* _EXCERPT TO READ_
>>>>>
Duncan, J., not sitting.


CULLEN, Commissioner. Lawson & Company, a building supply firm, secured judgment awarding it a materialman's lien against a dwelling owned by W. F. McCorkle and wife, for materials furnished to the contractor who constructed the dwelling. The lien is for the amount of $3,528.69. The McCorkles appeal, claiming (1) that Lawson & Company waived its right to a lien, and (2) that notice of the lien claim was not given within 35 days after the last item of material was furnished, as required by KRS 376.010(3).

The McCorkles had made a contract with one Suttles for the construction of their dwelling house, at a price of $5,060. The contract provided for progress payments up to $2,000, with the balance of $3,060 to be withheld until the house was completed and receipts furnished showing payment of all invoices for materials and all laborers' wages. The contract further provided that Suttles would pay for all materials when purchased, and would not permit any materialmen's liens to be placed against the property.

The work was commenced early in January, 1949, and it appears that Suttles immediately began to obtain materials from Lawson & Company on credit, and continued during the time he worked on the dwelling to charge all the materials received from Lawson & Company. On February 14 or 21 (the date is in dispute) McCorkle removed Suttles from the job and employed other workers to finish it. At that time the house was approximately 85 percent completed, and McCorkle had paid Suttles all of the progress payments amounting to $2,000. The balance of $3,060 was never paid to Suttles, because of his failure to pay for the materials.

On the question of waiver, McCorkle contends that early in the contract period he went to the offices of Lawson & Company and voiced an objection to the furnishing of materials on credit, and that the chief officer of Lawson & Company then told him that they were 'looking to' Suttles for payment and would not charge any of the materials against the house. The chief officer of Lawson & Company was not firm and positive in his denials of making this statement, and for the purposes of this opinion we will assume that the evidence establishes that the statement was made.
<<<<<
Stored items:
>>>>>
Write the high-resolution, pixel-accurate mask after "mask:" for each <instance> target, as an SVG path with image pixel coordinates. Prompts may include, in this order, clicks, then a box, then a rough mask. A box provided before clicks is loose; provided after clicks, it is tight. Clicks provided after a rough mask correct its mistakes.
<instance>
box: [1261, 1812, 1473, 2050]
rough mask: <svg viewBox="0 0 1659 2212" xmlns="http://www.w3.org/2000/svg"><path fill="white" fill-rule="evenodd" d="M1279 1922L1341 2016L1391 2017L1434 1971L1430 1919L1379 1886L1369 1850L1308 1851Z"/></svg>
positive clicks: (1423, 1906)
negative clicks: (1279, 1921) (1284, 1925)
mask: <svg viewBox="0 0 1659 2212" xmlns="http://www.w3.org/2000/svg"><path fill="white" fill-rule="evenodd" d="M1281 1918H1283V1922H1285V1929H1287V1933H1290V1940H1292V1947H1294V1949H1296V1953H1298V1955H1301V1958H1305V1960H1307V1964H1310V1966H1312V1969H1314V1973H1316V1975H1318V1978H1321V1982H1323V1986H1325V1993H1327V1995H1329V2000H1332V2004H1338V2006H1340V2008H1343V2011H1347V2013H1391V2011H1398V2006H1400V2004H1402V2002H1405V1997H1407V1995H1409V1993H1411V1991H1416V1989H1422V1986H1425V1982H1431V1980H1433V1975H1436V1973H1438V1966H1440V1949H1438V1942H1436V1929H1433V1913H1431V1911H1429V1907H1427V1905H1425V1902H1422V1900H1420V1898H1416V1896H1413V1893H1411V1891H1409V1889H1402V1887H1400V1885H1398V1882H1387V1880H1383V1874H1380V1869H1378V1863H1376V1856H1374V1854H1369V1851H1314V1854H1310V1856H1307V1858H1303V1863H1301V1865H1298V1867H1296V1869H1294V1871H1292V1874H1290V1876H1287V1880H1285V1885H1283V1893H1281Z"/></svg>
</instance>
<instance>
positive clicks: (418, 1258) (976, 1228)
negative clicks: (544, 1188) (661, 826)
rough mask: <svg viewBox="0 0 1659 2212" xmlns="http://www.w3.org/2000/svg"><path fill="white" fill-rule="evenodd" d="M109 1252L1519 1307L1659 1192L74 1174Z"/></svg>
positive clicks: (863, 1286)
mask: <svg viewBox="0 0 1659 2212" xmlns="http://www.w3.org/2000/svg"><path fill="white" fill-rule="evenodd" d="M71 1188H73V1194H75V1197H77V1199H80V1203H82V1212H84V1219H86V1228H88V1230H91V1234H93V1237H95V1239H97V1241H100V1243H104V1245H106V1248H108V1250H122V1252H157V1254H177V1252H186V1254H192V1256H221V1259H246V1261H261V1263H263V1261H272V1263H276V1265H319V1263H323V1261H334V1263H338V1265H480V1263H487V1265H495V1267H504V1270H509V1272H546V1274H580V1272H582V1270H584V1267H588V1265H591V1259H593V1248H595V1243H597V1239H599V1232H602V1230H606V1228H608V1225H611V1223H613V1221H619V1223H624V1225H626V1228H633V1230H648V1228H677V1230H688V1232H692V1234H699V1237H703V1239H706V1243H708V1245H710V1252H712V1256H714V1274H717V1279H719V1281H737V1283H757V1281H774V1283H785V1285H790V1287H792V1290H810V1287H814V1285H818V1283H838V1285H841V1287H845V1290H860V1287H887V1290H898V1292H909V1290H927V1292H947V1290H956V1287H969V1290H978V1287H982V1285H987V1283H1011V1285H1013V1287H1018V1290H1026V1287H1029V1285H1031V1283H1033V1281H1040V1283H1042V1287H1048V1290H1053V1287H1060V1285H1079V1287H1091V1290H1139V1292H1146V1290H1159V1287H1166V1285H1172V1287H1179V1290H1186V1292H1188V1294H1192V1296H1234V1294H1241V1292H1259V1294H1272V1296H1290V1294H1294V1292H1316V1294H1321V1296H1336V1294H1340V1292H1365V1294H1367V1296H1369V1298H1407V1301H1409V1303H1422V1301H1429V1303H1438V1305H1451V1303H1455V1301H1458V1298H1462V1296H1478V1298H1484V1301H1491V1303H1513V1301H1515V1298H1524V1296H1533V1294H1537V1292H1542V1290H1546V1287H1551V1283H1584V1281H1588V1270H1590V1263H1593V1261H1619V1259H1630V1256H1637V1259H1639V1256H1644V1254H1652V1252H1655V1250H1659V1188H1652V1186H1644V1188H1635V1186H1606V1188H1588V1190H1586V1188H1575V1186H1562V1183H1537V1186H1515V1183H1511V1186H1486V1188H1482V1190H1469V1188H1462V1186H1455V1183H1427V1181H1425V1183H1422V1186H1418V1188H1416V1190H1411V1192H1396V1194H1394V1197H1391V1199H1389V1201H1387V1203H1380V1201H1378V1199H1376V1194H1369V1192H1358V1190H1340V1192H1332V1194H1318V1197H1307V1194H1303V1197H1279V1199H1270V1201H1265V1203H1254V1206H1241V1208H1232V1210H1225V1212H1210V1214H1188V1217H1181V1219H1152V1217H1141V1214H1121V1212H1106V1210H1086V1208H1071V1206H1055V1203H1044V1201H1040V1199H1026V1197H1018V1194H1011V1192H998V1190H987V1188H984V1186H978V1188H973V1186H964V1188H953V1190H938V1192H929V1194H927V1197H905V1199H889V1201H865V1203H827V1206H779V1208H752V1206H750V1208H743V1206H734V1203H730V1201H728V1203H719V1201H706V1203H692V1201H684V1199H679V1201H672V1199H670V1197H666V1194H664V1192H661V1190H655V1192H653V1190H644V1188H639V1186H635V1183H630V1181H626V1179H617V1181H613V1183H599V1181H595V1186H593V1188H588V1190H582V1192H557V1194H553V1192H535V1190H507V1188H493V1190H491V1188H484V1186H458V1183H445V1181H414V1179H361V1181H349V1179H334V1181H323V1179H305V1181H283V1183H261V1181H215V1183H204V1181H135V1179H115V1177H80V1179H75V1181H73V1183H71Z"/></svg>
<<<<<
* _TASKS_
A – From the court opinion, pull out everything from "On the question" down to "statement was made.".
B – List every dollar amount that appears in the court opinion.
C – Recast the paragraph of the court opinion beginning "The McCorkles had made a contract" as a short bulleted list that keeps its main facts.

* _WRITTEN RESPONSES_
A –
On the question of waiver, McCorkle contends that early in the contract period he went to the offices of Lawson & Company and voiced an objection to the furnishing of materials on credit, and that the chief officer of Lawson & Company then told him that they were 'looking to' Suttles for payment and would not charge any of the materials against the house. The chief officer of Lawson & Company was not firm and positive in his denials of making this statement, and for the purposes of this opinion we will assume that the evidence establishes that the statement was made.

B –
- $3,528.69
- $5,060
- $2,000
- $3,060

C –
- The McCorkles contracted with Suttles to build their house for $5,060.
- Progress payments of up to $2,000 were allowed.
- The remaining $3,060 was to be held back until the house was finished and receipts showed that all material invoices and laborers' wages were paid.
- Suttles was to pay for materials when he bought them and to allow no materialmen's liens on the property.